Reproduce verbatim the portion of the material below that begins with the line containing "character on bowling" and ends with the line containing "0;402;1345;493", including both of those lines and nothing else.
-------- DATA SHOWN --------
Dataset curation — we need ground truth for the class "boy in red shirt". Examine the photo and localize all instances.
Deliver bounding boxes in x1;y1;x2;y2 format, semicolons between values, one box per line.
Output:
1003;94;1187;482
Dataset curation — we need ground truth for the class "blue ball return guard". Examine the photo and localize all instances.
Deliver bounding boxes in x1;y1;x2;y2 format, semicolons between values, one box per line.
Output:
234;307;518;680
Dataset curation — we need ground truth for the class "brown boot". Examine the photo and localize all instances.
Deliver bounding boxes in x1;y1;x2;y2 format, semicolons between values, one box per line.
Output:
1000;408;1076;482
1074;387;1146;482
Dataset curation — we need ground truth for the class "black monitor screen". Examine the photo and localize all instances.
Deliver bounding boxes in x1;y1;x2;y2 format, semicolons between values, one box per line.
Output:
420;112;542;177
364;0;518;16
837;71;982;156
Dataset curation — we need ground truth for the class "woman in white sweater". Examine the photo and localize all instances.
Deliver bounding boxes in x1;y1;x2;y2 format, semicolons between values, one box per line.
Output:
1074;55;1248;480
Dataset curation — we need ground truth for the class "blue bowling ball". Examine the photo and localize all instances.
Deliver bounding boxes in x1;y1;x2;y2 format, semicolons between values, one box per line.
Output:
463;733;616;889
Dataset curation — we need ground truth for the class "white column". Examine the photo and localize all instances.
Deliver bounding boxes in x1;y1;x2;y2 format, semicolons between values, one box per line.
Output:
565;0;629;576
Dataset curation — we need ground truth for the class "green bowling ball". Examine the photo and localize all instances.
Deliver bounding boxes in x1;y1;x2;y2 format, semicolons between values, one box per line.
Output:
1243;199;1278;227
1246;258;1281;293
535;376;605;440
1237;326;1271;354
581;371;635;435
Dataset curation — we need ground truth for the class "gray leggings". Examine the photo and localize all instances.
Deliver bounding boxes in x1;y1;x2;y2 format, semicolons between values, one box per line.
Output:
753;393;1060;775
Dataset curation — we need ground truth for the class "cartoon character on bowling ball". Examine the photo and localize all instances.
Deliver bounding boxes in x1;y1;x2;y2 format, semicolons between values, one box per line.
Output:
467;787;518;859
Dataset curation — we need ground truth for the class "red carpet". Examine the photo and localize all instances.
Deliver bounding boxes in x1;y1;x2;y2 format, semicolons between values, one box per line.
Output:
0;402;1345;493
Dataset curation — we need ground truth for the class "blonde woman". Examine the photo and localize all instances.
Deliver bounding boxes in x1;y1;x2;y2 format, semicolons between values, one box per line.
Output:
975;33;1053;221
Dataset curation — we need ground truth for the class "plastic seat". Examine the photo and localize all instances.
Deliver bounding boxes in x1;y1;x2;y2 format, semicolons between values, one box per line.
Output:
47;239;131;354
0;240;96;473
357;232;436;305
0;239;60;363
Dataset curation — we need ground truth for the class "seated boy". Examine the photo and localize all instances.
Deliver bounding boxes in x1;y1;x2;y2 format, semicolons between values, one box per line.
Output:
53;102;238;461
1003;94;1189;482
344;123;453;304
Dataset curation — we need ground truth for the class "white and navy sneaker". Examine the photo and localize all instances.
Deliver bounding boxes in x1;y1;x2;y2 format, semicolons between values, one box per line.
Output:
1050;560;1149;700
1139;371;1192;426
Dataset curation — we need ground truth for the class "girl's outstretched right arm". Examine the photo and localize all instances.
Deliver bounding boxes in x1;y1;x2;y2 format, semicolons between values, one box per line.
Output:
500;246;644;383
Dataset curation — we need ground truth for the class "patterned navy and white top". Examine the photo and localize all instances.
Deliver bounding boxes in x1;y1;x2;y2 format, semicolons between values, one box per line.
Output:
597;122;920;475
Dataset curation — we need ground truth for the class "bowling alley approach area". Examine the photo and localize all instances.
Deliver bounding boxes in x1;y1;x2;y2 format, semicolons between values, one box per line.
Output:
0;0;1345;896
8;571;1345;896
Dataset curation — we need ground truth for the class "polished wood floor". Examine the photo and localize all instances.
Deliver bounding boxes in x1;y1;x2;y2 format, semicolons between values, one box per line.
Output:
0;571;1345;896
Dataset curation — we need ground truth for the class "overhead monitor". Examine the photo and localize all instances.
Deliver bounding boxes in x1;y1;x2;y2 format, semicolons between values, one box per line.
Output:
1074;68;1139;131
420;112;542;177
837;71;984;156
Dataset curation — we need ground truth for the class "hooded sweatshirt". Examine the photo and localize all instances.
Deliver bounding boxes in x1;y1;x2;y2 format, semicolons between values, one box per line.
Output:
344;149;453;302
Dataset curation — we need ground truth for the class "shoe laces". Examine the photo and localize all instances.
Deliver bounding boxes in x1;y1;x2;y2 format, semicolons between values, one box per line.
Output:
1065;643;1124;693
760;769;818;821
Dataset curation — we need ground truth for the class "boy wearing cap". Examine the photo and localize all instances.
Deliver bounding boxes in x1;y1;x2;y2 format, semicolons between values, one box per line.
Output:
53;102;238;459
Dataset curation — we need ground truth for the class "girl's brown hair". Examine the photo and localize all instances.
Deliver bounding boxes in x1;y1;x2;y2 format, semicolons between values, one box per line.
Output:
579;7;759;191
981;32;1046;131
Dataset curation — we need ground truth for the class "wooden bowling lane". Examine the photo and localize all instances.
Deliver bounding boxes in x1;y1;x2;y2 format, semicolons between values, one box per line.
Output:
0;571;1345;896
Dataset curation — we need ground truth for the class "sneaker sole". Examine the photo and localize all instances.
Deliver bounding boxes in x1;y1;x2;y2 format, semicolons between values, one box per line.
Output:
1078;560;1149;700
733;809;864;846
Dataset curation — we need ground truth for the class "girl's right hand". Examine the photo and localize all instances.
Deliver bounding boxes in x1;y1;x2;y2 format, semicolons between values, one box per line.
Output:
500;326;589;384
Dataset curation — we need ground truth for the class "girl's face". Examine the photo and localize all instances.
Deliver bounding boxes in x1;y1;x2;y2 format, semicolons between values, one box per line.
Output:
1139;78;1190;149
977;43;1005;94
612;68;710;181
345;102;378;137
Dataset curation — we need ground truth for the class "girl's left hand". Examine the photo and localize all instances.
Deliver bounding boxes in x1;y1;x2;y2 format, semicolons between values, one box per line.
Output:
--------
THE REPLY -
Dataset curation — we need ground truth for the class "cartoon character on bowling ball". Examine the photo and localize all instances.
Deliver bounding boxes in x1;y1;x2;y2 format, semicolons between values, one box per line.
Output:
467;787;518;859
Dataset curation — we need ground truth for the class "red carpet". Examine the photo and localize all instances.
Deliver bounding boxes in x1;y1;x2;y2 format, semicolons between values, one box per line.
Output:
0;402;1345;493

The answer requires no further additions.